§ **PROBLEM REQUIREMENTS**
Copy every line from the data below in which the string "black" can be found.

(Collected data)
• • • •

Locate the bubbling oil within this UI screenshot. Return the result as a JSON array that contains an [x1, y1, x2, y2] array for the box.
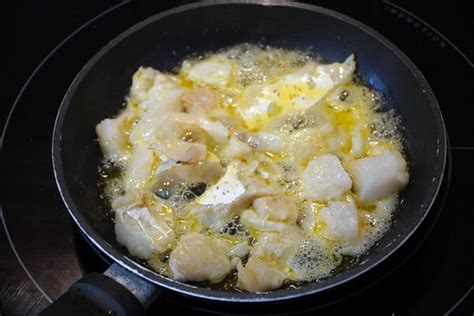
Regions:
[[99, 43, 406, 291]]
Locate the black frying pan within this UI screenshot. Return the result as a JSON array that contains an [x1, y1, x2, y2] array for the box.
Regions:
[[48, 1, 446, 314]]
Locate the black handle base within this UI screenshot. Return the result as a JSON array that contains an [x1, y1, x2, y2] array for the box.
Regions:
[[40, 273, 146, 316]]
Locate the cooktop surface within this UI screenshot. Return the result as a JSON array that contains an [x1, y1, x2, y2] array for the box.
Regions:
[[2, 0, 473, 314]]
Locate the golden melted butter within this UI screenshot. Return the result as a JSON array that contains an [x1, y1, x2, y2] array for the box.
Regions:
[[177, 73, 196, 89], [100, 44, 407, 290]]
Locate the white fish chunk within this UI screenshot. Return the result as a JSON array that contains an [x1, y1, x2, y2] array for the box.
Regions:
[[183, 57, 233, 88], [131, 68, 184, 113], [350, 128, 364, 156], [237, 131, 286, 153], [229, 242, 251, 259], [169, 233, 232, 283], [165, 112, 229, 143], [130, 67, 159, 103], [115, 204, 175, 259], [191, 204, 233, 231], [250, 232, 298, 259], [128, 92, 183, 148], [237, 232, 297, 292], [124, 143, 156, 191], [155, 161, 223, 186], [95, 116, 128, 162], [240, 177, 281, 204], [237, 257, 286, 292], [302, 154, 352, 201], [232, 160, 259, 176], [221, 135, 252, 160], [319, 201, 358, 241], [152, 139, 206, 163], [240, 209, 289, 232], [182, 87, 221, 114], [253, 195, 298, 223], [129, 119, 157, 147], [349, 151, 409, 203], [140, 87, 184, 116], [223, 177, 282, 213]]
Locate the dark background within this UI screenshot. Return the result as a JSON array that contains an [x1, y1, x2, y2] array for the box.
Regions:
[[4, 0, 472, 128], [2, 0, 472, 314]]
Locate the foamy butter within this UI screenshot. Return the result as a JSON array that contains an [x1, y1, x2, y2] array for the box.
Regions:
[[97, 44, 408, 291]]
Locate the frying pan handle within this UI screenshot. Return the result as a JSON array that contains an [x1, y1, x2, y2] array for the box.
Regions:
[[103, 263, 162, 308], [40, 263, 162, 315]]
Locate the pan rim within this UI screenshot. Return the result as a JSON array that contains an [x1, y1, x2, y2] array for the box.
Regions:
[[52, 0, 447, 303]]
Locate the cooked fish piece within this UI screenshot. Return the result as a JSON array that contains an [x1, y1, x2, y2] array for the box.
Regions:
[[250, 231, 298, 258], [123, 143, 156, 192], [240, 209, 289, 232], [194, 167, 282, 231], [182, 57, 233, 88], [115, 204, 175, 259], [182, 87, 221, 114], [155, 161, 223, 188], [152, 139, 207, 163], [302, 154, 352, 201], [96, 112, 135, 162], [132, 68, 185, 113], [165, 112, 229, 143], [169, 233, 232, 283], [237, 257, 286, 292], [349, 151, 408, 203], [191, 204, 234, 231], [221, 135, 252, 160], [129, 67, 159, 103], [239, 177, 281, 204], [350, 127, 364, 156], [229, 242, 251, 258], [253, 195, 298, 223], [236, 131, 286, 153], [319, 201, 359, 241], [237, 232, 297, 291]]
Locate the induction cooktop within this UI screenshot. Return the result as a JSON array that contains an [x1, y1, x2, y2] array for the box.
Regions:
[[2, 1, 473, 314]]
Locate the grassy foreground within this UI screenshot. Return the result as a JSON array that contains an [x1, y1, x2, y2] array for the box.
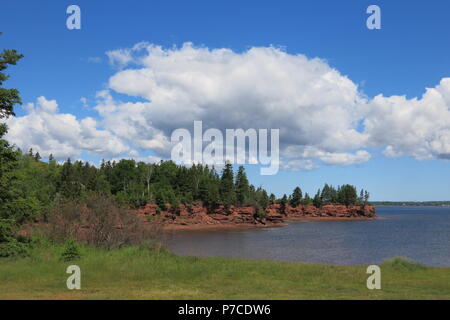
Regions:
[[0, 242, 449, 300]]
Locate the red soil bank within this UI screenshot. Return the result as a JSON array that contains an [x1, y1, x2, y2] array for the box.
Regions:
[[136, 203, 376, 230]]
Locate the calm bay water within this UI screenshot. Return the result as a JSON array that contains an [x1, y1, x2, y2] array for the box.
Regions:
[[165, 206, 450, 267]]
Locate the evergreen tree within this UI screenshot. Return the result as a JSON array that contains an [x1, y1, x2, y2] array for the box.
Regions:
[[219, 162, 236, 208], [206, 179, 220, 210], [321, 184, 337, 204], [359, 189, 365, 205], [256, 187, 269, 210], [364, 190, 370, 205], [269, 193, 276, 204], [235, 166, 250, 206], [0, 40, 27, 256], [337, 184, 358, 206], [34, 152, 41, 161], [58, 158, 83, 199], [279, 194, 288, 214], [302, 192, 312, 205], [313, 189, 322, 208], [289, 187, 302, 207]]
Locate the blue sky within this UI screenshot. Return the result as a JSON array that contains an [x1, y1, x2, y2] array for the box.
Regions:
[[2, 0, 450, 201]]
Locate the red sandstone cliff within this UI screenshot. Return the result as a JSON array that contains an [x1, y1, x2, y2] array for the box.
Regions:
[[136, 203, 376, 229]]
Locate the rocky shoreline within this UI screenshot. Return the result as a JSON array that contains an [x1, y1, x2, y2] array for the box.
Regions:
[[136, 203, 377, 231]]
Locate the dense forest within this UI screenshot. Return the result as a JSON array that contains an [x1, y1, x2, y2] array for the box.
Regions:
[[13, 149, 371, 215]]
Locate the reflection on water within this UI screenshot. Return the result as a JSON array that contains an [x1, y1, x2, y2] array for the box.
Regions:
[[165, 206, 450, 266]]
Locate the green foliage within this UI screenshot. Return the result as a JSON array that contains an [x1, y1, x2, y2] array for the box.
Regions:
[[255, 187, 269, 210], [313, 189, 322, 208], [320, 184, 337, 204], [155, 185, 179, 211], [279, 194, 288, 214], [0, 44, 24, 118], [337, 184, 358, 206], [289, 187, 302, 207], [254, 204, 266, 218], [309, 184, 360, 207], [269, 193, 276, 204], [235, 166, 250, 206], [0, 238, 28, 258], [0, 218, 27, 257], [359, 189, 370, 205], [220, 162, 236, 207], [0, 39, 30, 257], [382, 257, 427, 271], [301, 192, 313, 206], [60, 239, 81, 262], [5, 151, 372, 225]]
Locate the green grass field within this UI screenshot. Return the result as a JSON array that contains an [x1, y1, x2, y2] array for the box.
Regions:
[[0, 241, 449, 300]]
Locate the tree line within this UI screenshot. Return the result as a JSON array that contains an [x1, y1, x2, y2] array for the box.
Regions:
[[14, 150, 371, 212]]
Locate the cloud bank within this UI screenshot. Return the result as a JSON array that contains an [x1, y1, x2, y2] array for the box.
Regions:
[[6, 96, 130, 160], [6, 43, 450, 169]]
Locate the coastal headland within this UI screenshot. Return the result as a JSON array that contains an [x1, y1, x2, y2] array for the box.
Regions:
[[136, 203, 376, 231]]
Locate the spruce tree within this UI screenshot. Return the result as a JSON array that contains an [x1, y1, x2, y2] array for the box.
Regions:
[[364, 190, 370, 206], [359, 189, 364, 205], [219, 162, 236, 208], [59, 158, 75, 198], [338, 184, 358, 206], [235, 166, 250, 206], [0, 39, 26, 256], [289, 187, 302, 207], [321, 184, 337, 204], [302, 192, 312, 205], [279, 194, 288, 214], [256, 187, 269, 210], [313, 189, 322, 208], [269, 193, 276, 204]]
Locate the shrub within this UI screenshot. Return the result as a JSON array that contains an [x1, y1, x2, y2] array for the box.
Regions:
[[43, 199, 83, 243], [382, 257, 427, 271], [0, 219, 28, 257], [41, 194, 163, 250], [253, 204, 266, 219], [0, 239, 28, 258], [61, 239, 81, 261]]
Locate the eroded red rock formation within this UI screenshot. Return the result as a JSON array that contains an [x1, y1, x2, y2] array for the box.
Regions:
[[136, 203, 376, 229]]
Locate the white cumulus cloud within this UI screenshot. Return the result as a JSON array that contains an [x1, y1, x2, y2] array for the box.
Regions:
[[6, 96, 131, 160], [99, 42, 370, 168], [7, 43, 450, 170], [365, 78, 450, 160]]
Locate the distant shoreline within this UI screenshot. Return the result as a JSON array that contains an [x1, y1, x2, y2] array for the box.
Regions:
[[373, 202, 450, 207]]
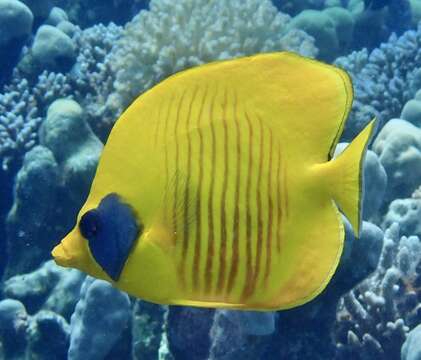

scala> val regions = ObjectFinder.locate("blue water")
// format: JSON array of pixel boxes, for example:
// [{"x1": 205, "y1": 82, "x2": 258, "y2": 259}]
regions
[{"x1": 1, "y1": 0, "x2": 421, "y2": 359}]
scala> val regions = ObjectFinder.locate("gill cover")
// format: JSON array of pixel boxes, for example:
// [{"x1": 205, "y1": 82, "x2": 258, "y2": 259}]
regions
[{"x1": 79, "y1": 193, "x2": 141, "y2": 281}]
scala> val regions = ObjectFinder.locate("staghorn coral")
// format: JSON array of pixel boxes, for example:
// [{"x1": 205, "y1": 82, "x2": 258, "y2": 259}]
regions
[
  {"x1": 70, "y1": 22, "x2": 122, "y2": 140},
  {"x1": 0, "y1": 71, "x2": 70, "y2": 171},
  {"x1": 334, "y1": 223, "x2": 421, "y2": 359},
  {"x1": 335, "y1": 25, "x2": 421, "y2": 139},
  {"x1": 109, "y1": 0, "x2": 317, "y2": 112},
  {"x1": 0, "y1": 22, "x2": 121, "y2": 172}
]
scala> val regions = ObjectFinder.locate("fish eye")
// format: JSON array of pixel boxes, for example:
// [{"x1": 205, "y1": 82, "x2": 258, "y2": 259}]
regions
[{"x1": 79, "y1": 210, "x2": 101, "y2": 240}]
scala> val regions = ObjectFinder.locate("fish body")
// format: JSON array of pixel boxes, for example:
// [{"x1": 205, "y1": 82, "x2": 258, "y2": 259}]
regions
[{"x1": 52, "y1": 52, "x2": 374, "y2": 310}]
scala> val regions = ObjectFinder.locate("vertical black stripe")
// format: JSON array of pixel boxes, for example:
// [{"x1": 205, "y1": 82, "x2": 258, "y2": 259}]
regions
[
  {"x1": 276, "y1": 144, "x2": 283, "y2": 253},
  {"x1": 216, "y1": 89, "x2": 229, "y2": 293},
  {"x1": 264, "y1": 129, "x2": 274, "y2": 286},
  {"x1": 226, "y1": 92, "x2": 241, "y2": 294},
  {"x1": 204, "y1": 90, "x2": 218, "y2": 294},
  {"x1": 193, "y1": 86, "x2": 208, "y2": 291},
  {"x1": 163, "y1": 94, "x2": 176, "y2": 225},
  {"x1": 251, "y1": 115, "x2": 265, "y2": 294},
  {"x1": 172, "y1": 90, "x2": 188, "y2": 236},
  {"x1": 241, "y1": 111, "x2": 254, "y2": 300},
  {"x1": 182, "y1": 87, "x2": 199, "y2": 284}
]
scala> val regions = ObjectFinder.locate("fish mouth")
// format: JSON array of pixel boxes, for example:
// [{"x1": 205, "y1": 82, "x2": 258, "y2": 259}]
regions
[{"x1": 51, "y1": 240, "x2": 74, "y2": 267}]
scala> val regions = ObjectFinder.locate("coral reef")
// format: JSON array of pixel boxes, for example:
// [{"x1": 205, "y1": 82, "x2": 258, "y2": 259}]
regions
[
  {"x1": 1, "y1": 1, "x2": 421, "y2": 359},
  {"x1": 288, "y1": 7, "x2": 354, "y2": 60},
  {"x1": 373, "y1": 119, "x2": 421, "y2": 202},
  {"x1": 334, "y1": 223, "x2": 421, "y2": 359},
  {"x1": 262, "y1": 220, "x2": 384, "y2": 360},
  {"x1": 0, "y1": 72, "x2": 68, "y2": 171},
  {"x1": 166, "y1": 219, "x2": 383, "y2": 360},
  {"x1": 53, "y1": 0, "x2": 149, "y2": 28},
  {"x1": 167, "y1": 307, "x2": 215, "y2": 360},
  {"x1": 0, "y1": 0, "x2": 33, "y2": 84},
  {"x1": 383, "y1": 198, "x2": 421, "y2": 238},
  {"x1": 45, "y1": 6, "x2": 68, "y2": 26},
  {"x1": 132, "y1": 301, "x2": 170, "y2": 360},
  {"x1": 68, "y1": 276, "x2": 132, "y2": 360},
  {"x1": 3, "y1": 98, "x2": 102, "y2": 279},
  {"x1": 30, "y1": 24, "x2": 77, "y2": 73},
  {"x1": 109, "y1": 0, "x2": 318, "y2": 112},
  {"x1": 335, "y1": 25, "x2": 421, "y2": 139},
  {"x1": 0, "y1": 299, "x2": 28, "y2": 359},
  {"x1": 3, "y1": 260, "x2": 84, "y2": 318},
  {"x1": 0, "y1": 22, "x2": 121, "y2": 172},
  {"x1": 402, "y1": 324, "x2": 421, "y2": 360},
  {"x1": 0, "y1": 297, "x2": 70, "y2": 360},
  {"x1": 273, "y1": 0, "x2": 327, "y2": 16},
  {"x1": 1, "y1": 269, "x2": 134, "y2": 359},
  {"x1": 0, "y1": 0, "x2": 33, "y2": 48},
  {"x1": 39, "y1": 98, "x2": 103, "y2": 201},
  {"x1": 26, "y1": 310, "x2": 70, "y2": 359},
  {"x1": 208, "y1": 310, "x2": 275, "y2": 360},
  {"x1": 401, "y1": 90, "x2": 421, "y2": 127},
  {"x1": 4, "y1": 146, "x2": 59, "y2": 278},
  {"x1": 21, "y1": 0, "x2": 53, "y2": 22}
]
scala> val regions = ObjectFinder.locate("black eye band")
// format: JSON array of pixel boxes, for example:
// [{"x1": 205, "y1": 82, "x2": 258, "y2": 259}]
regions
[
  {"x1": 79, "y1": 209, "x2": 102, "y2": 240},
  {"x1": 78, "y1": 193, "x2": 141, "y2": 281}
]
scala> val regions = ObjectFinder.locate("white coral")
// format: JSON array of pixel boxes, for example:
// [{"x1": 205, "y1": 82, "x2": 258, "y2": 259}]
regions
[{"x1": 109, "y1": 0, "x2": 317, "y2": 111}]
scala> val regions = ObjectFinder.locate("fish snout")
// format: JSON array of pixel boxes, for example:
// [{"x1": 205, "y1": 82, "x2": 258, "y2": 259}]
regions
[
  {"x1": 51, "y1": 229, "x2": 84, "y2": 268},
  {"x1": 51, "y1": 241, "x2": 74, "y2": 267}
]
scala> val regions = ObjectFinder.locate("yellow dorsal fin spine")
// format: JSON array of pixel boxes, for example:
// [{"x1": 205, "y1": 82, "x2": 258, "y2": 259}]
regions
[{"x1": 326, "y1": 119, "x2": 376, "y2": 237}]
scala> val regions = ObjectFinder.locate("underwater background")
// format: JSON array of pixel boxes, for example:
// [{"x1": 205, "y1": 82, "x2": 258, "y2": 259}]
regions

• • • •

§ **EXPECTED OUTPUT**
Locate the black frying pan within this UI screenshot. Return the result as a JSON array that contains an [x1, y1, x2, y2] array for the box.
Locate the black handle base within this UI screenshot. Return the result as a JSON array that contains an [x1, y1, x2, y2] array for the box.
scala> val regions = ObjectFinder.locate("vertical black stripe")
scala> val regions = ObjectFinder.locate("black eye band")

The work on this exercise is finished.